Exercise text —
------

Burr or burl wood... what is it?

We in the UK call it burr, our American cousins call it burl. As we are British lets go with burr.

Burr wood can lead to some stunning grain patterns as you can see from a polished sample of some European Walnut.

Such grain patterns are highly sought after for a range of products from tables to knife handles, and gunstocks to dashboards on Bentley cars!

So what is a burr? A burr is a rounded growth caused by the grain growing around a foreign object, a localised virus or fungus infection. This leads to the formation of many small knots formed from dormant buds. They are easy to spot (see below) and are extremely common in our city trees. They can grow at the base of the trunk (sometimes below ground), or on the trunk or branches. The burr shown below is from a tree on a well known common in London.

------

Data —

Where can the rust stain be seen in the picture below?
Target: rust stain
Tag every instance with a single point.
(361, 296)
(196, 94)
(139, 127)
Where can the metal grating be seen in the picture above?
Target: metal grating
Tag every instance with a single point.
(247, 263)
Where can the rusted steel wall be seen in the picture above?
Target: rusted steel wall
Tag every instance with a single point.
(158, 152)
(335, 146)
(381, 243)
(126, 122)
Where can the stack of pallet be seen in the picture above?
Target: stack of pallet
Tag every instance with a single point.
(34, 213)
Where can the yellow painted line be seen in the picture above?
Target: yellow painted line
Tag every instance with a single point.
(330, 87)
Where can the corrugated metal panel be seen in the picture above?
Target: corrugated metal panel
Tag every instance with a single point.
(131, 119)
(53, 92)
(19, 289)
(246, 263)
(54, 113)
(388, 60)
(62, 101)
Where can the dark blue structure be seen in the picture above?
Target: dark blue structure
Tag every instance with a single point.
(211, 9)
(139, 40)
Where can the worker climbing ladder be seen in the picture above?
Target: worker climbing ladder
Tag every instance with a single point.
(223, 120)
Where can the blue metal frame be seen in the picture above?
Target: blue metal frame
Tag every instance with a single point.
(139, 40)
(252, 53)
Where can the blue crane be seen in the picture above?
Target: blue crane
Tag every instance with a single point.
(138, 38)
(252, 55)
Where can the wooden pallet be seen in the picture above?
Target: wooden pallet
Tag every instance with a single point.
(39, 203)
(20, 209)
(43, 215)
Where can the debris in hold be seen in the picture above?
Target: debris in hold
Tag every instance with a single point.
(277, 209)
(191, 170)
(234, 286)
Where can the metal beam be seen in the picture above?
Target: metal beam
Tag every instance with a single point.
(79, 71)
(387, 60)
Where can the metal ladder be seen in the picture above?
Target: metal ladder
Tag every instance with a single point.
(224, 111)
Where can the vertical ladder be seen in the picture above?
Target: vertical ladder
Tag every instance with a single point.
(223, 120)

------

Problems to solve —
A. According to the text on burr wood, what causes a burr to form?
B. Write the next part of the text on burr wood, continuing after its final sentence.

Response list —
A. A burr forms when the grain grows around a foreign object, a localized virus or a fungus infection.

B.
So what’s it worth? Well, a 50mm thick slab of burred English Elm about 2 meters long and 0.7 meters wide will cost in excess of a £150. Walnut slabs may go for thousands of pounds.

In America, the value of burls has prompted TV shows, businesses that do nothing but search for burl wood and will come and knock at your door if they see you have a suitable tree and even criminal gangs!

So if you have a burr tree and it needs felling, follow some simple steps to release the value:

  1. Establish your tree species.
  2. Measure the burr.
  3. Talk to a tree surgeon about getting a sawmill operator who has experience of burrs and agree a saw profile that maximizes the release of the grain pattern.